> [PROBLEM REQUIREMENTS] Leave the images aside and output every entry exactly.

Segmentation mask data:
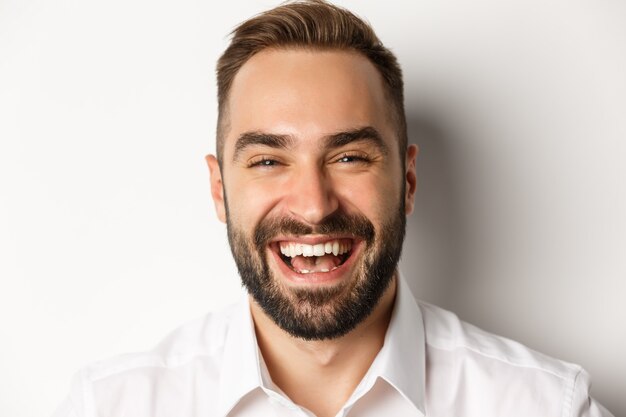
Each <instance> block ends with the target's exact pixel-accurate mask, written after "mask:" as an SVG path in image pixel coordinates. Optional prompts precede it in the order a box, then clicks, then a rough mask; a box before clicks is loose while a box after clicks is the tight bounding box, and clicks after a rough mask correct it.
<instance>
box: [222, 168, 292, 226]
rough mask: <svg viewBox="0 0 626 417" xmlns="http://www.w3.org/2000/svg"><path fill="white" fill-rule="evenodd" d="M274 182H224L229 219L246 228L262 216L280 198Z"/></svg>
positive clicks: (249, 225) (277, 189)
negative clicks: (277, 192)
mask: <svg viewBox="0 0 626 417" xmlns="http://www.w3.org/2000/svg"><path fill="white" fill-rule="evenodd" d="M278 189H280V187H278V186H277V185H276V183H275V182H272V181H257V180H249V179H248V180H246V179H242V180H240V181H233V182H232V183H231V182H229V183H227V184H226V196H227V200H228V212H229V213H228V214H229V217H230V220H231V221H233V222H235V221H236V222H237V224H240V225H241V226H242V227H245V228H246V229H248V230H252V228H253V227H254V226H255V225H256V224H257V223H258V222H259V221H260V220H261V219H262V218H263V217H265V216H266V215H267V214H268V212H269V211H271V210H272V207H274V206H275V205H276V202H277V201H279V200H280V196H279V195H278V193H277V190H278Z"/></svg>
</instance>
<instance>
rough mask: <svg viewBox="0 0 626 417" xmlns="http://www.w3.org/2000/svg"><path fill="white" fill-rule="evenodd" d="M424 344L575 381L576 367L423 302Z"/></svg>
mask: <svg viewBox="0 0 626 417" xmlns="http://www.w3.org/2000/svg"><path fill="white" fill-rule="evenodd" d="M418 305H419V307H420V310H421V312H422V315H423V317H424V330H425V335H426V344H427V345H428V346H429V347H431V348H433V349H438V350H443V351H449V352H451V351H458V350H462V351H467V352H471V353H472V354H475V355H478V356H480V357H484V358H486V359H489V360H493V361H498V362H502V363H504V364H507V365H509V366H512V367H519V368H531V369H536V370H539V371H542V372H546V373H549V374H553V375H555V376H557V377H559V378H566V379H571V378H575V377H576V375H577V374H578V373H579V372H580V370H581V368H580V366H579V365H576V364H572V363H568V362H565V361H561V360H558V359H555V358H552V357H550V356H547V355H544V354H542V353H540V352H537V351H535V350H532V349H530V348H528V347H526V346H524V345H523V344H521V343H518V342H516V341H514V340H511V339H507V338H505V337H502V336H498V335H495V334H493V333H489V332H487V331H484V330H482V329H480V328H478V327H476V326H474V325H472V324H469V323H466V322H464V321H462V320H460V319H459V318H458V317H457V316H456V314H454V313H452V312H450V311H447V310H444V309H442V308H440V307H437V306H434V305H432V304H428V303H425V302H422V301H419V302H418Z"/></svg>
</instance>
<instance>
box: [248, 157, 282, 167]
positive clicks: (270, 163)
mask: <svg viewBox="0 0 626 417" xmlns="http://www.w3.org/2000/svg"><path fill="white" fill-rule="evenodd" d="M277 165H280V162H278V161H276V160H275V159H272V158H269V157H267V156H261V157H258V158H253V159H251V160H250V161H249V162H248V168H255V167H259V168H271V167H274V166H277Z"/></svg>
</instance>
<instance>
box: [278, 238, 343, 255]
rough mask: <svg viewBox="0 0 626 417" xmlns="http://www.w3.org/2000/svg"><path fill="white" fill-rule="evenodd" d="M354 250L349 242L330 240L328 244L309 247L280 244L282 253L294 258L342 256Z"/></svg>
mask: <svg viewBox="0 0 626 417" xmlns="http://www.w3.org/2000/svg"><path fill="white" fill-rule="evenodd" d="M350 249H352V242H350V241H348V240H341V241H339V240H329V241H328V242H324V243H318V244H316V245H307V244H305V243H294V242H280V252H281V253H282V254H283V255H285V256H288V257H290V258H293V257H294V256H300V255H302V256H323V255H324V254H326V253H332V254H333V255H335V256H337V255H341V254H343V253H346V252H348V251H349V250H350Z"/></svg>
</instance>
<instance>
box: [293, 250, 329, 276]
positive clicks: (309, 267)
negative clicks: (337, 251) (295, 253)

> [OUTPUT BELOW]
Each <instance> block ends with the target's exact pixel-accurate mask, written after "mask:" as an SVG path in image pixel coordinates. Optional prompts precede it in the order a box, then clicks, then a rough mask; a box before clicks is loose while a box after clicks is the tight bounding box, and clicks after a rough mask correct it.
<instance>
box: [222, 168, 292, 226]
rough mask: <svg viewBox="0 0 626 417" xmlns="http://www.w3.org/2000/svg"><path fill="white" fill-rule="evenodd" d="M274 182H224L229 219L246 228L262 216L280 198Z"/></svg>
positive clicks: (249, 225) (277, 189)
negative clicks: (277, 192)
mask: <svg viewBox="0 0 626 417" xmlns="http://www.w3.org/2000/svg"><path fill="white" fill-rule="evenodd" d="M278 189H280V187H278V186H277V185H276V183H275V182H272V181H257V180H249V179H248V180H246V179H242V180H240V181H233V182H232V183H231V182H229V183H227V184H226V196H227V200H228V212H229V213H228V214H229V217H230V220H231V221H233V222H235V221H236V222H237V224H240V225H241V226H242V227H245V228H246V229H248V230H252V228H253V227H254V226H255V225H256V224H257V223H258V222H259V221H260V220H261V219H262V218H263V217H265V216H266V215H267V214H268V212H269V211H271V210H272V207H274V206H275V205H276V202H277V201H279V200H280V196H279V195H278V193H277V190H278Z"/></svg>
</instance>
<instance>
rough mask: <svg viewBox="0 0 626 417" xmlns="http://www.w3.org/2000/svg"><path fill="white" fill-rule="evenodd" d="M424 344L575 381L576 367L423 302Z"/></svg>
mask: <svg viewBox="0 0 626 417" xmlns="http://www.w3.org/2000/svg"><path fill="white" fill-rule="evenodd" d="M418 305H419V307H420V310H421V312H422V315H423V317H424V330H425V335H426V344H427V345H428V346H429V347H431V348H433V349H438V350H443V351H449V352H451V351H458V350H462V351H467V352H471V353H472V354H475V355H478V356H480V357H484V358H486V359H489V360H493V361H498V362H502V363H504V364H507V365H509V366H512V367H519V368H531V369H536V370H539V371H542V372H546V373H549V374H553V375H555V376H557V377H559V378H566V379H571V378H575V377H576V375H577V374H578V373H579V372H580V370H581V368H580V366H579V365H576V364H572V363H568V362H565V361H561V360H558V359H555V358H552V357H550V356H547V355H544V354H542V353H540V352H537V351H535V350H532V349H530V348H528V347H526V346H524V345H523V344H521V343H518V342H516V341H514V340H511V339H507V338H505V337H502V336H498V335H495V334H493V333H489V332H487V331H484V330H482V329H480V328H478V327H476V326H474V325H472V324H469V323H466V322H464V321H462V320H460V319H459V318H458V317H457V316H456V314H454V313H452V312H450V311H447V310H444V309H442V308H440V307H437V306H434V305H432V304H428V303H425V302H422V301H419V302H418Z"/></svg>
</instance>
<instance>
box: [248, 157, 282, 167]
positive clicks: (270, 163)
mask: <svg viewBox="0 0 626 417" xmlns="http://www.w3.org/2000/svg"><path fill="white" fill-rule="evenodd" d="M277 165H280V162H278V161H276V160H275V159H272V158H269V157H267V156H261V157H258V158H253V159H251V160H250V161H249V162H248V168H255V167H259V168H271V167H274V166H277Z"/></svg>
</instance>
<instance>
box: [278, 238, 343, 255]
rough mask: <svg viewBox="0 0 626 417" xmlns="http://www.w3.org/2000/svg"><path fill="white" fill-rule="evenodd" d="M354 250L349 242L330 240L328 244L309 247L280 244L282 253L294 258L342 256Z"/></svg>
mask: <svg viewBox="0 0 626 417" xmlns="http://www.w3.org/2000/svg"><path fill="white" fill-rule="evenodd" d="M350 249H352V242H350V241H348V240H341V241H339V240H329V241H328V242H324V243H318V244H316V245H307V244H305V243H294V242H280V252H281V253H282V254H283V255H285V256H288V257H290V258H293V257H294V256H300V255H302V256H323V255H324V254H326V253H332V254H333V255H335V256H337V255H341V254H343V253H346V252H348V251H349V250H350Z"/></svg>
</instance>
<instance>
box: [293, 250, 329, 276]
positive clicks: (309, 267)
negative clicks: (337, 251) (295, 253)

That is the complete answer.